# Extracted material
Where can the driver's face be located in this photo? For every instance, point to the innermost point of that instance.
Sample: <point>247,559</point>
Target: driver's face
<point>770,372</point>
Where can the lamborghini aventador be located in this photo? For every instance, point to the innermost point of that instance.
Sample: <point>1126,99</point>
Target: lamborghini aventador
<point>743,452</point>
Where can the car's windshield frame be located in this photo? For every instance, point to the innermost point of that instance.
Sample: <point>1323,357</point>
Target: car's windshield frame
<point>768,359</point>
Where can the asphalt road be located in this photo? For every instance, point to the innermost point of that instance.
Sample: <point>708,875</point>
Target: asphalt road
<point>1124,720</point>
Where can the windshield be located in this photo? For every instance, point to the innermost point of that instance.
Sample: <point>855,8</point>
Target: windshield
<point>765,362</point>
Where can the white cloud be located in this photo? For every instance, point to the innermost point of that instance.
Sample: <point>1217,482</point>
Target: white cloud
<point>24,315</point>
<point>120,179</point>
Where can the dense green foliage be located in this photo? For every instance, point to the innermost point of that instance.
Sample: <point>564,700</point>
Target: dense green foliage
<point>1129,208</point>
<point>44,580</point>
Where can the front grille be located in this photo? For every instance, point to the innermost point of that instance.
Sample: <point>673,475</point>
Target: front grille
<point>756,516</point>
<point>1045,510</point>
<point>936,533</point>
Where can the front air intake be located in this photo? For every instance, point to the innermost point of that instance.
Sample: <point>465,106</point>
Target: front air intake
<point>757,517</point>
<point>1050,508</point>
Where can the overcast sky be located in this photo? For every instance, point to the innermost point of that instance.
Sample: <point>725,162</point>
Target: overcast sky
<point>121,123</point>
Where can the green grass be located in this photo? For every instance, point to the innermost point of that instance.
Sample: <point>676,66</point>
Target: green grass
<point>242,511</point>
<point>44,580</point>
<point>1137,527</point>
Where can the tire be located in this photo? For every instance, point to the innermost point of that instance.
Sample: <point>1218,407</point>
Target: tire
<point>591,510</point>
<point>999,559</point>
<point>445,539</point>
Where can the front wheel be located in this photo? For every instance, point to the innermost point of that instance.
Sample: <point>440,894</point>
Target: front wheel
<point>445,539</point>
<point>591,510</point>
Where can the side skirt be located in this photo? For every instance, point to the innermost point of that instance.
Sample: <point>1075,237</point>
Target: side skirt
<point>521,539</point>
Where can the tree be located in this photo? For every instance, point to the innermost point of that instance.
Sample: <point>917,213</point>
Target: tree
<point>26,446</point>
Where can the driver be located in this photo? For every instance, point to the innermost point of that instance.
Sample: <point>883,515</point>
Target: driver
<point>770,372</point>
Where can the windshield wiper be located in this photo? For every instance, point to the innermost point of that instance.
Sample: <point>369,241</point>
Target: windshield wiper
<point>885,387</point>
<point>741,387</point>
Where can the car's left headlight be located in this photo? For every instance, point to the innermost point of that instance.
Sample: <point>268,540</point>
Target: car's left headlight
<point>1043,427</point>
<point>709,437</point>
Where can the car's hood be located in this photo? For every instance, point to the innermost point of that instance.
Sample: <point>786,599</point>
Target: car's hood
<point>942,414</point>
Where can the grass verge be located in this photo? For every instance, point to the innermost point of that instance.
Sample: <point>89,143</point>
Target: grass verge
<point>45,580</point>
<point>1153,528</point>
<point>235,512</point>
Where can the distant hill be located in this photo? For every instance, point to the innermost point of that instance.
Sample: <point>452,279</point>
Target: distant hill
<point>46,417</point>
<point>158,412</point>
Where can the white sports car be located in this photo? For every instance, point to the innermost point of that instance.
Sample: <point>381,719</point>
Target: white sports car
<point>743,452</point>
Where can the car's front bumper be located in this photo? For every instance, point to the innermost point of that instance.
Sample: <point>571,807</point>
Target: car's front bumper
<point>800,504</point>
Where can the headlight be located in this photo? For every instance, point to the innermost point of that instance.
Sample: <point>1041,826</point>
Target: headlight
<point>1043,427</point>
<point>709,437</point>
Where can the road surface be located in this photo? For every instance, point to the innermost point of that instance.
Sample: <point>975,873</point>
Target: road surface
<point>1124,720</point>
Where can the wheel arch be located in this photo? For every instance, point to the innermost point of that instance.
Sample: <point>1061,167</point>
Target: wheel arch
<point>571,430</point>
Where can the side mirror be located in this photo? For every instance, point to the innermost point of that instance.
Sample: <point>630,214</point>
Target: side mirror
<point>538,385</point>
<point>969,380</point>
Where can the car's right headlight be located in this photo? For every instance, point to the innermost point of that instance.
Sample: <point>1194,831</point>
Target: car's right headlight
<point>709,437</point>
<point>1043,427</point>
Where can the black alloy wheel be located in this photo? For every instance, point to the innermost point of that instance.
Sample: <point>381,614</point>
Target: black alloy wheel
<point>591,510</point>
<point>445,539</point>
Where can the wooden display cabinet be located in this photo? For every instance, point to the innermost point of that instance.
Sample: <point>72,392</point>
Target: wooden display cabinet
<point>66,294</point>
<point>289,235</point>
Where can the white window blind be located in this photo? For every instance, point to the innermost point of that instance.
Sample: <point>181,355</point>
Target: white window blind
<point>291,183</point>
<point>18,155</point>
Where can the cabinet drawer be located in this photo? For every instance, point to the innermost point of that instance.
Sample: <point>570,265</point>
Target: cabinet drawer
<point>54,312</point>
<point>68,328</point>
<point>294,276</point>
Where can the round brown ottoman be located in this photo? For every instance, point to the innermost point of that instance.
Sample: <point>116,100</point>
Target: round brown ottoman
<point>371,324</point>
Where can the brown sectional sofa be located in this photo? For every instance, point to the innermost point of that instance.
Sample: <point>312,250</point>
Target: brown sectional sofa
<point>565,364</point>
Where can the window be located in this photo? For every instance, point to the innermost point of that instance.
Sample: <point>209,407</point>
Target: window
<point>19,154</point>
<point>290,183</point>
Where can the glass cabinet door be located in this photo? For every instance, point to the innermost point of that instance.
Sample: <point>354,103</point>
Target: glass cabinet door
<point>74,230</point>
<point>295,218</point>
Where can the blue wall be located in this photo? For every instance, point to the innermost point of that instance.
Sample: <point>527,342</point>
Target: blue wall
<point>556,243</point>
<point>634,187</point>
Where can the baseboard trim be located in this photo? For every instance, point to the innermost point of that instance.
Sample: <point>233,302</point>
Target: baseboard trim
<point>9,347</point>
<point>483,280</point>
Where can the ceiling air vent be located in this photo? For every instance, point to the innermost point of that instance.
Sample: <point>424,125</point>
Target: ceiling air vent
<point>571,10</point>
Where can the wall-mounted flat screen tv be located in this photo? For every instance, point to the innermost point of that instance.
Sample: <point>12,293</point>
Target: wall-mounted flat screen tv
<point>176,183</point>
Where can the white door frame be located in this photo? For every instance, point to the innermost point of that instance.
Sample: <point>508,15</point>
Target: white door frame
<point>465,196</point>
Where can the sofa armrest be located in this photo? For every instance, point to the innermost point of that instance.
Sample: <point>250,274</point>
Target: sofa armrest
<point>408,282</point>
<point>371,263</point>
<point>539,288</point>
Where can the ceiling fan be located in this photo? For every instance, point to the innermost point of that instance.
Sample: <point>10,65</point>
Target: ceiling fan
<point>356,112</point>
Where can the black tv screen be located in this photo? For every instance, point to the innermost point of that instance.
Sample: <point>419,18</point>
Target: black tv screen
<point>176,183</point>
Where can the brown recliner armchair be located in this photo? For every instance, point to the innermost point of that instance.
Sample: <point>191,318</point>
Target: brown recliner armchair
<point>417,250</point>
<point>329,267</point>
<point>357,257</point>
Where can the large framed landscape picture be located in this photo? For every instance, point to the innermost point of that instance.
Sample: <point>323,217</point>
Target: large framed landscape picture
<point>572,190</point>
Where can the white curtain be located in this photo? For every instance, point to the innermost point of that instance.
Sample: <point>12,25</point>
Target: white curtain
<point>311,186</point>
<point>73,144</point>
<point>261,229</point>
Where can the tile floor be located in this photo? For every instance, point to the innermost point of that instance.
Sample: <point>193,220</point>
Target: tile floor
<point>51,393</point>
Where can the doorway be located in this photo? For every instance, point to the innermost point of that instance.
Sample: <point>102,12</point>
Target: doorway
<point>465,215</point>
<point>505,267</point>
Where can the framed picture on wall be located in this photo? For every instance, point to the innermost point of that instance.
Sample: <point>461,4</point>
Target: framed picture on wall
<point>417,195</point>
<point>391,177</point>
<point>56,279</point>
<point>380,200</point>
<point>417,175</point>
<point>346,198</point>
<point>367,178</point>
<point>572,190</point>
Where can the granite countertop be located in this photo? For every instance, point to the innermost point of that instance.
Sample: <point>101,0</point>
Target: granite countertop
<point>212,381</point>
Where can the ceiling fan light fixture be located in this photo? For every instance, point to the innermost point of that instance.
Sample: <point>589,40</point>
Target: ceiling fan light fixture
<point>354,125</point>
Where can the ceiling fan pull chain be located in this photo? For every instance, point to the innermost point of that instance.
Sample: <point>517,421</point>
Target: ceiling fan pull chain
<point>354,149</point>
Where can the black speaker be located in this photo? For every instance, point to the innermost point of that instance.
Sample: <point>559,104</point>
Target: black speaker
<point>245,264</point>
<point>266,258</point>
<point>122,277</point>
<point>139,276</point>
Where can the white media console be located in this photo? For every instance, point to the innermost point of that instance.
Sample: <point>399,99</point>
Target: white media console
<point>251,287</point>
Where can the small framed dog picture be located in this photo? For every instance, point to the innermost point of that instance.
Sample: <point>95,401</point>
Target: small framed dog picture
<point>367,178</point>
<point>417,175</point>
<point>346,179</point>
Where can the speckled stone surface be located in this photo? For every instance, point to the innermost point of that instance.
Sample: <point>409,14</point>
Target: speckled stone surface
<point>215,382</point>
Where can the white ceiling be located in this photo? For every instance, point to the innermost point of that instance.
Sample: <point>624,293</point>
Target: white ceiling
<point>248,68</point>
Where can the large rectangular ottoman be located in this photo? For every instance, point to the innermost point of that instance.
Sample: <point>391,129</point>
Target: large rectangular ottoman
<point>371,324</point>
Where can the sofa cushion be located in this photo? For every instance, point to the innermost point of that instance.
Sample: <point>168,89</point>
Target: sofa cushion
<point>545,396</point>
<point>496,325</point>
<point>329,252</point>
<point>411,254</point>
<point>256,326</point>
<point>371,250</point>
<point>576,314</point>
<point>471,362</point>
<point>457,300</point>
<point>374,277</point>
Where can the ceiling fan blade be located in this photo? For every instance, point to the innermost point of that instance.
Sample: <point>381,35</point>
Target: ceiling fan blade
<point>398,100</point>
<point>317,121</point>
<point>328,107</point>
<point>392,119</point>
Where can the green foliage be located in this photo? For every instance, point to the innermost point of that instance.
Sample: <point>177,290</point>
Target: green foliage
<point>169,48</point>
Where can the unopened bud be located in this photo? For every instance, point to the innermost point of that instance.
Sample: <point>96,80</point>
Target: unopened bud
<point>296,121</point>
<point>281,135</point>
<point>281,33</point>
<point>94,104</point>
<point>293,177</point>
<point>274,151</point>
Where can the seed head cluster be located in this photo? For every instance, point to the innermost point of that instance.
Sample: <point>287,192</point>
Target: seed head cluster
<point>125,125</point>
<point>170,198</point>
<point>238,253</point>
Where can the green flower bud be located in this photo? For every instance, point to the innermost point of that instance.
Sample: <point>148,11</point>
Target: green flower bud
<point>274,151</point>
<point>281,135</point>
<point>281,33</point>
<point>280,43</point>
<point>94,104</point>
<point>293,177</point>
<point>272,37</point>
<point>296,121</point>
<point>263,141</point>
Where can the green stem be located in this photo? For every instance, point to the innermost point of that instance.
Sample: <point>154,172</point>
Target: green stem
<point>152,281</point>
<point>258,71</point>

# What is expected
Go to the line with "Target: brown sectional sofa" in the entries above and repeat every line from there through the line with "Sample: <point>233,302</point>", exactly and with no other text.

# Written response
Target: brown sectional sofa
<point>565,364</point>
Where can the window be located in this photo? For every instance, point to the innermost point of that instance.
Sample: <point>209,407</point>
Target: window
<point>19,154</point>
<point>290,183</point>
Where can the glass cabinet door be located in this photo? For every instance, point to the innermost point of that instance.
Sample: <point>354,103</point>
Target: glass cabinet door
<point>74,230</point>
<point>295,218</point>
Where can the blue wall be located in this photo? For every instance, point to the innermost point of that instance.
Sample: <point>527,342</point>
Target: blue wall
<point>556,243</point>
<point>634,187</point>
Where can the baseboard trim be located in this photo? For every instance, point to the innermost point of that instance.
Sample: <point>233,302</point>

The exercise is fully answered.